_What is expected_
The records that follow should be retyped word for word.

Point-based annotation data:
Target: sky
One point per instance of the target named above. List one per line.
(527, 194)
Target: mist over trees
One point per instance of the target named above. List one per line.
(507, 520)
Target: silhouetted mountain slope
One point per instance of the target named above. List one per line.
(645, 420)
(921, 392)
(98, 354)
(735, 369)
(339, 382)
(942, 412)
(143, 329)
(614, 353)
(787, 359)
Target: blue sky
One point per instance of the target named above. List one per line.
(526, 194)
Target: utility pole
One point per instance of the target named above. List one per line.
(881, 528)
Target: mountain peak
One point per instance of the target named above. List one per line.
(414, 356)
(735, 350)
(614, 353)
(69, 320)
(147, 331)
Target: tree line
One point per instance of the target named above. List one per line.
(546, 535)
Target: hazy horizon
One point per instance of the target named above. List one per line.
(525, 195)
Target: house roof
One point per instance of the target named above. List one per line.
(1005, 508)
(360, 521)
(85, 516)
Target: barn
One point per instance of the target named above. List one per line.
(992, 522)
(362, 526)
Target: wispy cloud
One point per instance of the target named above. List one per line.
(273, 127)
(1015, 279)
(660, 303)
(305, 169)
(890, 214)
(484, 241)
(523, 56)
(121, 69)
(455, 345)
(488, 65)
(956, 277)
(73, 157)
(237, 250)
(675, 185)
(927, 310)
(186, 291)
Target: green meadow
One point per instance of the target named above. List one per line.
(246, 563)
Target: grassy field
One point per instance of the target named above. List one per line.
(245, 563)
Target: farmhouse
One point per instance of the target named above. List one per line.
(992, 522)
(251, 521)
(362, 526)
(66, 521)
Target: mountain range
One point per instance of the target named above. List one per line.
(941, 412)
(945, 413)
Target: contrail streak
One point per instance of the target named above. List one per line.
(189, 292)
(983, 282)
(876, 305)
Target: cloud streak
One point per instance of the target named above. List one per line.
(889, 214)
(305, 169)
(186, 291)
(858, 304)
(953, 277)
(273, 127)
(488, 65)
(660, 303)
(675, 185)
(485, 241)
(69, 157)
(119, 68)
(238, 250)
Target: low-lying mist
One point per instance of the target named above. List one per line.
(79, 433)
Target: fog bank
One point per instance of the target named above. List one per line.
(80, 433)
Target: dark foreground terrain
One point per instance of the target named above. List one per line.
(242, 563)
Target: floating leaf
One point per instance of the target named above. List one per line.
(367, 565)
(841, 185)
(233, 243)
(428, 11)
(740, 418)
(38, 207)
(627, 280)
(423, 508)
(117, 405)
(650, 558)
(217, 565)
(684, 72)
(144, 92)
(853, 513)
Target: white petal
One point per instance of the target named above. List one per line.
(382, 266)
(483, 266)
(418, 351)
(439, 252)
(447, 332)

_Written reply_
Target: sky
One point per instance of the target named above. List one per line.
(527, 194)
Target: mist over trees
One point per instance of the target named above. List one per line.
(507, 520)
Target: silhouetted mountain slope
One point per instance of the target named above. List one per line.
(645, 420)
(921, 392)
(98, 354)
(735, 369)
(339, 382)
(942, 412)
(143, 329)
(614, 353)
(787, 359)
Target: blue sky
One point per instance of the target named above. List one per line.
(526, 194)
Target: utility pole
One point per instance of the target named above. List one per line.
(881, 528)
Target: mountain peak
One point per instance of the target named above. List one per line.
(414, 356)
(735, 350)
(614, 353)
(69, 320)
(147, 331)
Target: tree line
One point per instance of the target named above. List one per line.
(546, 535)
Target: hazy horizon
One point per instance of the target named above. List one per line.
(525, 195)
Target: house roof
One point per instance of the target named above. List one per line.
(1005, 508)
(360, 521)
(85, 516)
Target: barn
One point per instance of the target named above. List one per line.
(992, 522)
(362, 526)
Target: wispy cloud
One point per instance of the target named above. List one per line.
(273, 127)
(1015, 279)
(660, 303)
(305, 169)
(890, 214)
(484, 241)
(523, 56)
(121, 69)
(455, 345)
(488, 65)
(956, 277)
(73, 157)
(237, 250)
(675, 185)
(927, 310)
(186, 291)
Target: green meadow
One point per instance of the target named above. List one per line.
(246, 563)
Target: grassy field
One point per instance of the target named above. List one per line.
(245, 563)
Target: farmhouse
One point per instance of the target named above. List one per line.
(992, 522)
(251, 521)
(362, 526)
(66, 521)
Target: mountain range
One point per instance of the target named above. List one per line.
(941, 412)
(945, 413)
Target: contrail streak
One point per instance of the target named above. List one per line.
(189, 292)
(983, 282)
(876, 305)
Target: cloud streak
One point per instance of the target named above. List one per line.
(889, 214)
(305, 169)
(186, 291)
(858, 304)
(953, 277)
(273, 127)
(488, 65)
(660, 303)
(675, 185)
(485, 241)
(69, 157)
(119, 68)
(238, 250)
Target: low-lying mist
One point per instance of the target named above. List one per line.
(79, 433)
Target: fog bank
One point per instance of the target named above. List one per line.
(80, 433)
Target: dark foreground terrain
One point per instance of the target named above. List one per line.
(242, 563)
Target: floating leaf
One point per instance of the target named above. List one per line.
(367, 565)
(841, 185)
(233, 243)
(428, 11)
(740, 418)
(38, 207)
(627, 280)
(423, 508)
(117, 405)
(650, 558)
(217, 565)
(684, 72)
(144, 92)
(853, 513)
Target: white petal
One point per instance of the target named above. List one per line.
(382, 266)
(483, 266)
(418, 351)
(439, 252)
(447, 332)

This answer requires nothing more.